#### Material provided ####

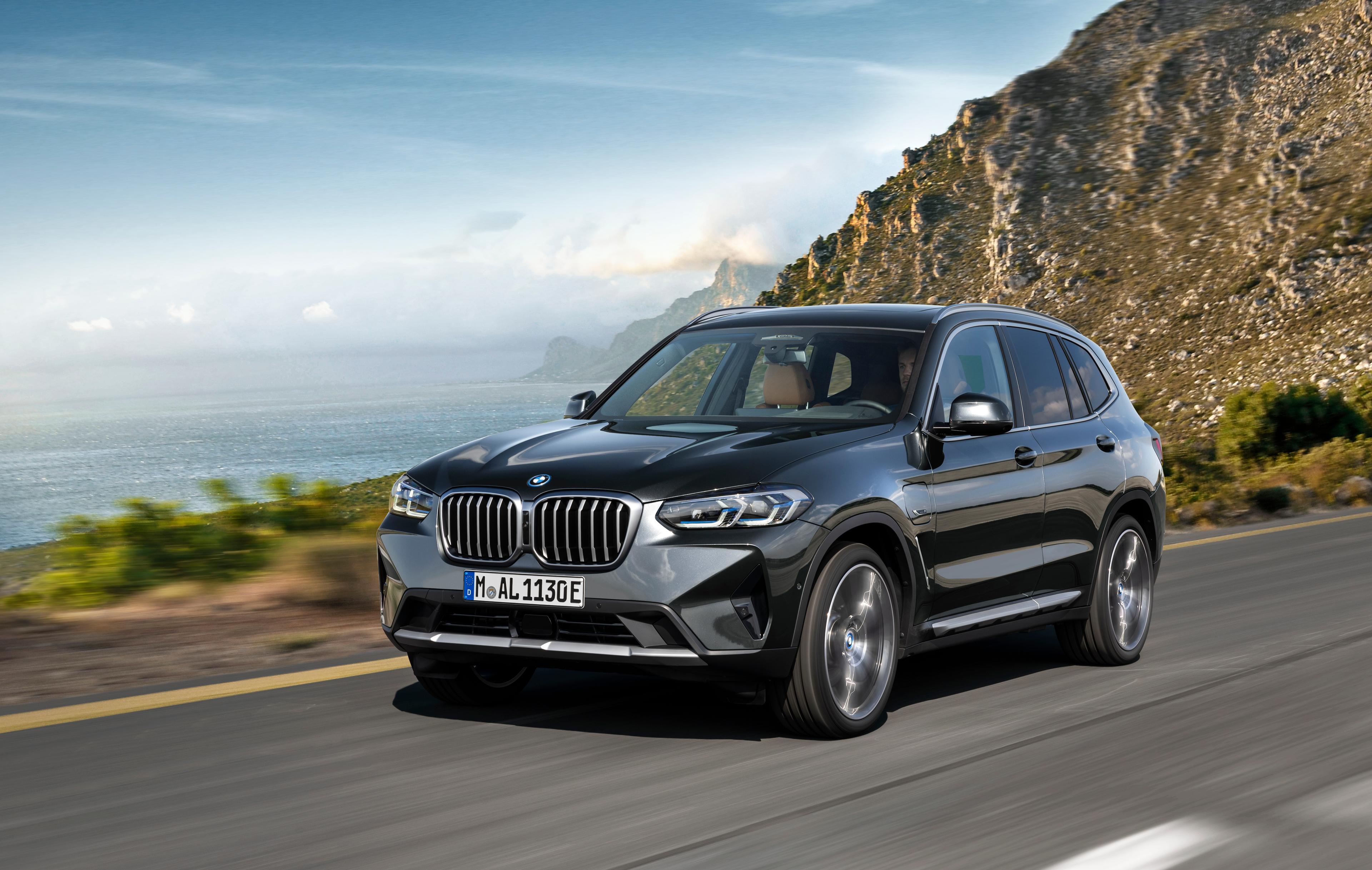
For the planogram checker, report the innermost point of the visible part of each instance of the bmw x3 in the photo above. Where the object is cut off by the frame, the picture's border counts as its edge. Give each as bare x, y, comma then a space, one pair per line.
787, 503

####
#### Material provided ####

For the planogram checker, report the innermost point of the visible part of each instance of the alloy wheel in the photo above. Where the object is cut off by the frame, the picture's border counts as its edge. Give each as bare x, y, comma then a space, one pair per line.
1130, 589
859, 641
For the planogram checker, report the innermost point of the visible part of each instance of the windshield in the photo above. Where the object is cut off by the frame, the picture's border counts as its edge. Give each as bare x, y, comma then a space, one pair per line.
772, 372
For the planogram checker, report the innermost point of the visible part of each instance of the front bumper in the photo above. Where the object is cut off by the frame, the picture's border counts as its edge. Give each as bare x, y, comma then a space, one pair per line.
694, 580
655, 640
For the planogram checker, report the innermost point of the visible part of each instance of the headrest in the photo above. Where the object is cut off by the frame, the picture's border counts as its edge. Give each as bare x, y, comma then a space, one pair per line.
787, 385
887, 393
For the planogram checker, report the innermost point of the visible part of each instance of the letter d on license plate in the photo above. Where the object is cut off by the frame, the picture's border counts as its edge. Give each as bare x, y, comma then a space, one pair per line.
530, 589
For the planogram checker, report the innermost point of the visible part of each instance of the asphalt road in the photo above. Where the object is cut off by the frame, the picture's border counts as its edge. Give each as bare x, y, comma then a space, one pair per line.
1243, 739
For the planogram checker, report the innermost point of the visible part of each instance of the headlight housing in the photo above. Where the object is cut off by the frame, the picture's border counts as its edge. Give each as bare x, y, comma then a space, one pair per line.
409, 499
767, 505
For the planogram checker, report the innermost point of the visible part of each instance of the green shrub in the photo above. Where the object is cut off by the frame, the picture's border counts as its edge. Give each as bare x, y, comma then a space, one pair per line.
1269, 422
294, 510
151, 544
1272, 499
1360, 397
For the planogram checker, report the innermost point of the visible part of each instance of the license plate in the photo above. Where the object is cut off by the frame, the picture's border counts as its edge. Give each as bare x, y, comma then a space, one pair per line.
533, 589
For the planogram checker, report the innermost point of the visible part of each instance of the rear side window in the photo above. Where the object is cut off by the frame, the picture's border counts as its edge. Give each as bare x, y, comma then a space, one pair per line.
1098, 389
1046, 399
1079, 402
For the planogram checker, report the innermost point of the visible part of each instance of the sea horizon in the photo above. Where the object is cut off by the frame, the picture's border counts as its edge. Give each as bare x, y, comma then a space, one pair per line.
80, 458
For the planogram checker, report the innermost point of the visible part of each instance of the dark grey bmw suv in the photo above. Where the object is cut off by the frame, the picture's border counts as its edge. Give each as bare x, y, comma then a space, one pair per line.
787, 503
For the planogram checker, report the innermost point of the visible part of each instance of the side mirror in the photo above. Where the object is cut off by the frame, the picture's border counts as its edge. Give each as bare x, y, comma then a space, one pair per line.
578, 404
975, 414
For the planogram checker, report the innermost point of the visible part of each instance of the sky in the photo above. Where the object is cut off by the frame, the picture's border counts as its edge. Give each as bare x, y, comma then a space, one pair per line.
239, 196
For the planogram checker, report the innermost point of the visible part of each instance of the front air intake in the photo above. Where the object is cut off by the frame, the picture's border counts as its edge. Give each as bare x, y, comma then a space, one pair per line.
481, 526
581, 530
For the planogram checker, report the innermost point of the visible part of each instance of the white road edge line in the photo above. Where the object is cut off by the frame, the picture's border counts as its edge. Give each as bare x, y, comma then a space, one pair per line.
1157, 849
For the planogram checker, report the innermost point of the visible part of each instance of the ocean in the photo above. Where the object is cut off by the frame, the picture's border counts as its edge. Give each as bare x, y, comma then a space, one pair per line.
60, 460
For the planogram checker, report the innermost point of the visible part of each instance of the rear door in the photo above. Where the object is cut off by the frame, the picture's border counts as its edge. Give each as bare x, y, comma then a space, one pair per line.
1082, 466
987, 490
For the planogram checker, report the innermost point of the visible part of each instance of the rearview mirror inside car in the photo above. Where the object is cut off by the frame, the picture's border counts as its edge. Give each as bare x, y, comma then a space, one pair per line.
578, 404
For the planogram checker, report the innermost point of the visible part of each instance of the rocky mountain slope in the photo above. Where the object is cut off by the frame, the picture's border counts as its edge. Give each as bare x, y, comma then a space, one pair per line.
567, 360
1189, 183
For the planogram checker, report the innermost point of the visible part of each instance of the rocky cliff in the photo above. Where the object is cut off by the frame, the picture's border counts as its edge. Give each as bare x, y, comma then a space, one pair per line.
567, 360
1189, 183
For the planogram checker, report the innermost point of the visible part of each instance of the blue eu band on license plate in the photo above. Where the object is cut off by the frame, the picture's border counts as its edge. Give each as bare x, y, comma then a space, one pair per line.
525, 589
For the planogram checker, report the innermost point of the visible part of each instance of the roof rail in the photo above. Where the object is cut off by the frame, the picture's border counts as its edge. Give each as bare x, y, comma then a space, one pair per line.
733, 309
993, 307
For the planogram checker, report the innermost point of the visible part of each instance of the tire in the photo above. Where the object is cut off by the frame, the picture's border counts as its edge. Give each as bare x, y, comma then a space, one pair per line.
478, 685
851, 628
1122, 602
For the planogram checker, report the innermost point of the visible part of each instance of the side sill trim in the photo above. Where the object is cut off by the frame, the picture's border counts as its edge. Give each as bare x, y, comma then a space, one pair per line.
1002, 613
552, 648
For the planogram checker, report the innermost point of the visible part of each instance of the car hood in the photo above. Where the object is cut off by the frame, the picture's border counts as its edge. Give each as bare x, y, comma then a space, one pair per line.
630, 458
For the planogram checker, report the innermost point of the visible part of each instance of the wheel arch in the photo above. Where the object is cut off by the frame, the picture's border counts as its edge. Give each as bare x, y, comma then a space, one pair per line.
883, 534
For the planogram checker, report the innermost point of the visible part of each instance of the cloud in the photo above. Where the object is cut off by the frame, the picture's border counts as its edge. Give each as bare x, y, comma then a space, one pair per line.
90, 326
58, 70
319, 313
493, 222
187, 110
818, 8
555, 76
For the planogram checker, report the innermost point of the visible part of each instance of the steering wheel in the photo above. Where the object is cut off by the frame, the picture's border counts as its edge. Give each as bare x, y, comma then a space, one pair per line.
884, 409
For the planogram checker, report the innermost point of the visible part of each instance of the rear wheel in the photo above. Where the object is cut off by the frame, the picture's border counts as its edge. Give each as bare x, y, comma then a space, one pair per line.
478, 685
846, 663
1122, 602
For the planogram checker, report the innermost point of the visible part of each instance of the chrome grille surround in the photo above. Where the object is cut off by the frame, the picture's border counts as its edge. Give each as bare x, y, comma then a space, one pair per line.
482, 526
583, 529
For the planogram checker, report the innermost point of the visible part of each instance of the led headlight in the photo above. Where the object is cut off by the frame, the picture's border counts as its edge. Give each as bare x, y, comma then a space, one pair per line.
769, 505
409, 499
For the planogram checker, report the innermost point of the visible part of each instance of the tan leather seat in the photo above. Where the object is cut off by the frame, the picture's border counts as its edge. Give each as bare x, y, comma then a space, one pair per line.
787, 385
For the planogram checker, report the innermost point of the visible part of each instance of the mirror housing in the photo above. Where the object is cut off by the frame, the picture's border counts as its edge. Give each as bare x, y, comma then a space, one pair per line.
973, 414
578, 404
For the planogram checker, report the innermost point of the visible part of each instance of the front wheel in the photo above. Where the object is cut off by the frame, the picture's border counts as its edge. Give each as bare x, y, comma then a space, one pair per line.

####

Directions –
How many lines in the two blocks above contain the word "green"? Case matters. Reply with the number only.

Response below –
1